Vitor: qual o papel da poesia nos tempos de ódio?

Clara: Pra mim poesia é lugar de respiro. Não um respiro alienado, mas é onde a gente consegue deixar de ouvir as vozes de fora e expressar uma verdade mais íntima. Nudez, sabe. no poema eu posso ser nua e mergulhar num mar salgado. O que realmente pulsa em mim? Aquilo que pulsa numa camada mais abaixo dessa vida adulta de mulher em meio ao caos. Não é sempre daí que vêm meus poemas, mas nesses tempos e muitas vezes é daí que acesso. Poesia é respiro. Respiro profundo e de olhos fechados. Tocar no humano que existe em todos nós independente do time de futebol.


Vitor: os antigos povos judeus acreditavam que o coração era o órgão responsável por sentir os sentimentos por causa da dor sentida no peito nos momentos de angústia ou euforia. pelo mesmo motivo os indianos atribuíam essa responsabilidade aos pulmões. já os yanomamis da amazônia acreditam que os sentimentos são coisa da alma. de onde vêm os sentimentos?

Clara: Da pele, da derme, da membrana que cobre todos os órgãos. Mas com certeza há muitos sentimentos sendo criados e processados por tantos órgãos. Já sabemos que no intestino existem muitos neurotransmissores, e que tristeza pode vir de uma colônia de bactérias mal habitada no intestino. Também sabemos que cérebro é ultravalorizado, e o coração, coitado, paga todos os patos. Acho engraçado todo mundo falar do coração quando sofre ou ama, e ir lá tomar um porre e nem lembrar do incansável fígado. Mas enfim, tá tudo na pele, de dentro e de fora.


Vitor: como é ser mulher?

Clara: É mais ou menos como ser poeta: é bonito e difícil. Pra mim é uma constante desconstrução. E um constante questionamento. Questionamento dos papéis sociais, questionamento do que eu fui educada para ser. E eu já entrei nisso há um bom tempo, talvez desde a primeira menstruação, quando eu me dei conta, com lágrimas nos olhos, que a partir de então eu tinha perdido uma liberdade espontânea de ser e estar. Meu corpo tomou outra conotação e virou algo que tive que tomar cuidado. Minhas falas também tiveram que ser repensadas. Eu nunca soube lidar muito bem com isso, talvez por isso eu seja desastrada, talvez por isso eu escreva, também como forma de grito ou como forma de voltar a ser livre como na infância. Também acho que não me desconstruo totalmente, senão eu nem saberia ser no mundo. Eu ainda uso sutiã. Mas sigo vivendo nessa busca de ser um pouco mais livre, de encontrar esse espaço ou/e forja-lo. Me conhecendo melhor, me absolvendo de culpas e esteriótipos. Rindo de tudo isso na medida do possível. Ser mulher é também estar consciente sempre. Porque muitas vezes a gente sofre abusos até sem perceber. Muitas coisas foram normalizadas e banalizadas, só que no fundo nos ferem. Eu não quero ser bonitinha e agradável. Quero ser fogo e doçura. Me chamam de louca, quantas vezes, de bruxa também, acho bonito. Devo estar no caminho certo.


Vitor: sua vida é repleta de regressos. o que você sente nesses momentos de regresso?

··········

▶ **Requisitos**
1 > As afirmações a seguir estão de acordo com a entrevista? (a) Clara diz que ainda usa sutiã. (b) Segundo Vitor, os indianos atribuíam os sentimentos ao coração. (c) Clara afirma que o cérebro é subvalorizado. Responda sim ou não a cada uma e cite literalmente as palavras da entrevista que decidem.
2 > Prossiga a entrevista a partir da última fala.

▶ **Dados fornecidos**
··········

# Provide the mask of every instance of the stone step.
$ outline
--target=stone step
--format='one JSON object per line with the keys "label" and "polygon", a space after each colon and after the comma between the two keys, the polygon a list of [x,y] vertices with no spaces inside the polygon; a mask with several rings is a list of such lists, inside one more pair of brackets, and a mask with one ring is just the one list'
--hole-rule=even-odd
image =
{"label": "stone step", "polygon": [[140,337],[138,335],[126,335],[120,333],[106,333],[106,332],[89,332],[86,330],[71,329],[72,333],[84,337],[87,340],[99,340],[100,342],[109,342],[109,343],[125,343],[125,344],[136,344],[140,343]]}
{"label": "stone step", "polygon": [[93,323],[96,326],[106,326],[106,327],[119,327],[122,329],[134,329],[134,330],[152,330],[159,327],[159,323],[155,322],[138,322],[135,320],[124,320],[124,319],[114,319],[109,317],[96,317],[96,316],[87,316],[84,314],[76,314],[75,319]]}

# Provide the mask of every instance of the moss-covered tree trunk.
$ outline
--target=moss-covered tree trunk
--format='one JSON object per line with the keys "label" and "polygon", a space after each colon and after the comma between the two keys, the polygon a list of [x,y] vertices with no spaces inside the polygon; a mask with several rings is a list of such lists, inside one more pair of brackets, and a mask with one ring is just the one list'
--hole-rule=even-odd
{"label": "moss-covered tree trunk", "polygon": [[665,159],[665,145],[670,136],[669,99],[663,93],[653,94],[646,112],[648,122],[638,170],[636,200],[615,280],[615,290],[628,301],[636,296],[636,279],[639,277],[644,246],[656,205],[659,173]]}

··········

▶ **Respostas finais**
1 >
(a) Sim: "Eu ainda uso sutiã."
(b) Não: "pelo mesmo motivo os indianos atribuíam essa responsabilidade aos pulmões."
(c) Não: "Também sabemos que cérebro é ultravalorizado"

2 >
Clara: Minha vida é repleta de regressos e fugas, de encontros e desencontros, de mortes e renascimentos (que vida não é né?), de histórias inacabadas que deixam no ar um singelo convite e de livros que nunca deveriam ter sido abertos. Então eu acho que minha vida é tão repleta de regressos como de fugas. Eu tenho mania de sair correndo quando não caibo inteira num ambiente, numa história. Mas eu também me permito regressar quando os abraços se abrem, e acho que o regresso acontece para lugares e pessoas que ainda há identificação, que ainda há possibilidades de trocas, que ainda há brincadeiras que cativam. A morte pra mim, o fim, não tem a ver com tempo e espaço, com presença ou distância. Porque a morte, quando se dá, é dentro. Simplesmente acaba a energia vital, acaba o interesse, a vontade, os pensamentos já não querem tocar aquele lugar, naturalmente. Mas se ainda vive, se não se tornou árido, muitas vezes eu ainda quero regressar. E de toda forma, o regressar é sempre para o novo, porque todas as ondas já mudaram de lugar. Então, regressar é sim, muitas vezes, seguir em frente, aberta para as novas possibilidades. E eu acho que às vezes eu gosto de tocar o novo, de chegar com a minha bagagem cheia de novidades em terrenos familiares, em olhares que já me habituei e me conhecem bem. Regressar é como voltar pra casa. Quando é assim, eu retorno e respiro.


Vitor: hoje você mora no interior, num sítio, em monteiro lobato. já morou em são paulo, vinda do interior do estado. qual a distância entre a metrópole e o sítio?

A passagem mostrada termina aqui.